The problem: Convert all of the items below into a two-column CSV with the headers text and points. Each item gets one row, with its text and its answer each in one quoted field and line breaks replaced by spaces, and the pictures are left out.

━━━━━ Input material

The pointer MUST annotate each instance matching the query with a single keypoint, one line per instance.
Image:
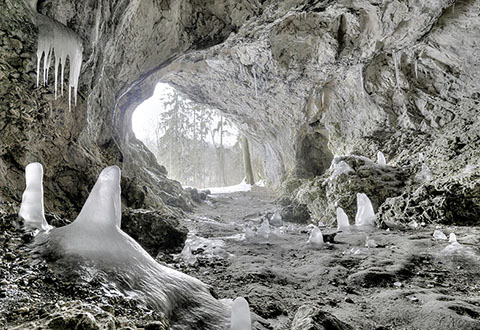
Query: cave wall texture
(305, 80)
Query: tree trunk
(247, 162)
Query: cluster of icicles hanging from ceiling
(57, 42)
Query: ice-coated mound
(240, 319)
(31, 209)
(365, 214)
(342, 219)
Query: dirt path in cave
(409, 281)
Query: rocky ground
(408, 281)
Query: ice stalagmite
(381, 158)
(316, 237)
(57, 41)
(31, 209)
(95, 238)
(365, 214)
(240, 319)
(342, 219)
(264, 229)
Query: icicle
(381, 158)
(255, 81)
(56, 40)
(361, 81)
(395, 63)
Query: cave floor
(409, 281)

━━━━━━━━━━

Written solution:
text,points
"The pointer MUST annotate each instance matching the query with a single keypoint, one line per instance. Image: Query: cave wall texture","(305, 80)"
"Query: tree trunk","(247, 162)"
"Query: cluster of icicles hanging from ceiling","(57, 42)"
"Query: ice-coated mound","(240, 319) (31, 209) (365, 214) (342, 219)"
"Query: dirt path in cave","(409, 281)"
"Query: rocky ground","(408, 281)"
"Query: ice stalagmite","(381, 158) (316, 237) (57, 41) (31, 209) (95, 238) (365, 214) (240, 319) (342, 219) (264, 229)"
"Query: icicle","(381, 158) (255, 81) (56, 40) (361, 81) (395, 63)"
"Query: cave floor","(409, 281)"